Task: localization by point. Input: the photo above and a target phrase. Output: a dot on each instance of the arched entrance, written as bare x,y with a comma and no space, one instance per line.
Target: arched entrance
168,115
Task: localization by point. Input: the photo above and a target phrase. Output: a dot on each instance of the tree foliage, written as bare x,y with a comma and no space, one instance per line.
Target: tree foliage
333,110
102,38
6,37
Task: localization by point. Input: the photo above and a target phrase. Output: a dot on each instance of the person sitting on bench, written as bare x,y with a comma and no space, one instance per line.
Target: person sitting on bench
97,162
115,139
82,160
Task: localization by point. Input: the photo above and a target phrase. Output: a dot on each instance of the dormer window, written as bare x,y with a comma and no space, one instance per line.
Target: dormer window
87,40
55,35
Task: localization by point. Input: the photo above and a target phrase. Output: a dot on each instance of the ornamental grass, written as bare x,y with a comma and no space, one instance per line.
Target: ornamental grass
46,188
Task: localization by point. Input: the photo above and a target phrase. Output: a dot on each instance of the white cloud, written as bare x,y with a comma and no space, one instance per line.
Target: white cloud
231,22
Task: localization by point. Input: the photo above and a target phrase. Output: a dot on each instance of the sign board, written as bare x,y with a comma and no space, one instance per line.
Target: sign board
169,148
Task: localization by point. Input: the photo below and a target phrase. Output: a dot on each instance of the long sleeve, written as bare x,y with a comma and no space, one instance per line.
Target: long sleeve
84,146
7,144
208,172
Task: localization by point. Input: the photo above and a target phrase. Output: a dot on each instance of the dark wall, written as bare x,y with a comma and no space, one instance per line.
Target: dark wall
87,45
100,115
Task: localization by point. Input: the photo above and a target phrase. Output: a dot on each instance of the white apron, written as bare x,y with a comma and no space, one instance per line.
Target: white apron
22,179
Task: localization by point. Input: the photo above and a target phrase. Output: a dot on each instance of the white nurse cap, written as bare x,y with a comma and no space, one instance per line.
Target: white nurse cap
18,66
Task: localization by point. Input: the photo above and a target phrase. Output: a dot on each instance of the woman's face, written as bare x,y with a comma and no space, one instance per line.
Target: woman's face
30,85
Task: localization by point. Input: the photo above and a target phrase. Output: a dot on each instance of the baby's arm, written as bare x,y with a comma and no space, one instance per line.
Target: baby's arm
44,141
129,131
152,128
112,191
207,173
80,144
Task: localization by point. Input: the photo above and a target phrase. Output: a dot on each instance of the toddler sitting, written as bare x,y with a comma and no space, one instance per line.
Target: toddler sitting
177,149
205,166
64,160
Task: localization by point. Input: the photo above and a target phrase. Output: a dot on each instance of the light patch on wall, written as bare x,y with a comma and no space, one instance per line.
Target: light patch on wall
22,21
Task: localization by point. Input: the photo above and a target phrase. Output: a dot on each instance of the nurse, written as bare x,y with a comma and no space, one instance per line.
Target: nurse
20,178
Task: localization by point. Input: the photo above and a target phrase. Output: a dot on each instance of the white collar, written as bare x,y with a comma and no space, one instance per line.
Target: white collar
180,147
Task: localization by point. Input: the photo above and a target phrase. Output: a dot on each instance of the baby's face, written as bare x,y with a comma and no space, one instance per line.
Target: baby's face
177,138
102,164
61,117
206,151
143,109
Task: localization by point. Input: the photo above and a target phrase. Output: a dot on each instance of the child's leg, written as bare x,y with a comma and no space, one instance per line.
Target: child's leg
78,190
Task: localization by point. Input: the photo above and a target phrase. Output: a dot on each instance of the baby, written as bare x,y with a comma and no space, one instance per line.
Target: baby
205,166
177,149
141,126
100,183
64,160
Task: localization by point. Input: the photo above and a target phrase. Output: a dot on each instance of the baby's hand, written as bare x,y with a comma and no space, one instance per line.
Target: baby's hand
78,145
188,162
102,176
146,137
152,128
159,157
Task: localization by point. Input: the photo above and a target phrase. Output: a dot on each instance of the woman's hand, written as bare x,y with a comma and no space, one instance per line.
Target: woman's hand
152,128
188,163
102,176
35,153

■ Task statement ■
Reproduce all of the records above, replacing every occurrence of "localization by point" with "point localization" and leaving everything else unchanged.

■ Task response ■
Task: point localization. Input: the photo above and a target phrase. Output: a dot on each instance of the arched entrance, written as bare x,y with a comma and no space, one instance per line.
Target: arched entrance
168,115
Task: point localization. Input: the photo above and a target phrase. Output: a dot on each instance of the tree foliage, written as bare x,y with a comma and no space, one instance per line.
Target: tree foliage
333,110
102,38
6,37
Task: point localization. Input: the photo above and a target phrase. Output: a dot on each instance of the person sitting on bench, written as bare x,y with a comma and no space, one instance per line.
Target: person sitting on bench
97,162
115,139
82,160
Task: point localization. Input: the photo above and a target phrase. Output: a dot on each instance of the dormer window, written as bare x,y with a comma and no space, one instance per line.
Target: dormer window
87,40
55,35
Task: point localization. Input: the photo above and a target phrase. Output: a dot on each instance of the ornamental grass, written as bare x,y with a comma and no space, one instance per line.
Target: ornamental grass
46,188
Task: point localization. Input: the photo above and a target phrase. Output: a dot on each instance of the white cloud, written as bare x,y with a comma and no space, one instance per line.
Target: white cloud
231,22
Task: point localization. Input: the photo above and a target phrase. Output: a dot on each instance of the sign board, written as bare x,y with a comma and no space, one instance per line.
Target: sign board
169,148
Task: point localization. Input: the photo below and a target phrase. Output: a dot on each instance of the long sleeve, written as bare x,y with a comma and no space, one instance per line.
Target: long sleeve
84,146
7,144
208,172
Task: point localization. Input: the photo above and a target phrase. Output: a dot on each instance of the dark wall, written as bare x,y with a comma and no space, one instance per line.
Target: dark wall
87,45
100,115
Task: point localization. Input: the photo above and a target phrase. Output: a dot on each instance of the white apron, written as bare x,y with a comma and no space, one instance per line.
Target: white apron
22,179
Task: point localization. Input: the photo above and a target phrase. Output: a dot on each instance of the white nurse cap, written as bare x,y with a comma and no space, one instance per line.
Target: white nurse cap
18,66
Task: point localization. Input: the photo above and a target phrase. Output: a dot on each instance of the woman's face, written as bare x,y with a comma and no space, one instance per line.
Target: woman's face
30,85
Task: point localization. Input: the photo above and a target phrase. Output: a dot on each instance of the baby's arm, written as bare x,y with a comma and no space, one instance per line.
Target: baby's arm
44,141
129,131
152,128
112,191
207,173
80,144
Task: point localization. Input: the photo above and a target phrase. Output: a dot on each instance of the toddler sitting, written as bare x,y with a comma and no space, one instance per line.
Target: toddler sitting
177,149
205,166
64,160
Task: point localization. Input: the photo above and a target phrase. Output: a dot on each instance of the light patch on wall, written as bare x,y with a comma and no space, one instance per line.
Target: light patch on wall
22,21
Task: point localization. Input: the photo above and a target phrase. Output: a dot on each instance of the nurse, written as bare x,y with a comma and no space, one instance per line.
Target: nurse
20,178
Task: point localization. Input: the photo above and a target phrase. Output: a dot on each instance of the white collar, written as bare x,y with a comma and no space, one instance per line.
Target: white collar
180,147
Task: point localization. Input: the photo above and a target phrase. Output: a dot on each instance of the baby's face, written as bare x,y with a comma and no space, one instance per line.
Target: baby's face
177,138
102,164
61,117
206,151
143,109
Task: point localization. Input: the photo above and a target phrase. Output: a dot on each instance of the child's leg, written as bare x,y with a comma and no space, one instance per line.
Target: child's leg
78,190
Task: point localization. Input: the photo above and a target phrase. Output: a dot on each instance of the baby, written as bare x,y with a comma and no space, one instance per line.
Target: baby
205,166
177,149
141,126
100,183
64,160
Task: point localization. Input: the photo above and a target phrase. Output: a dot on each instance of the baby's hand, written as bare x,y with a comma and no space, one instance per line.
Target: baby's hand
78,145
188,162
102,176
146,137
152,128
159,157
Task: point localization. Input: the photo above and a target phrase. Output: a dot on each instance of the woman's hand, written as bare x,y with a comma and no space, one instance per line.
Target: woman's hand
152,128
188,163
102,176
35,153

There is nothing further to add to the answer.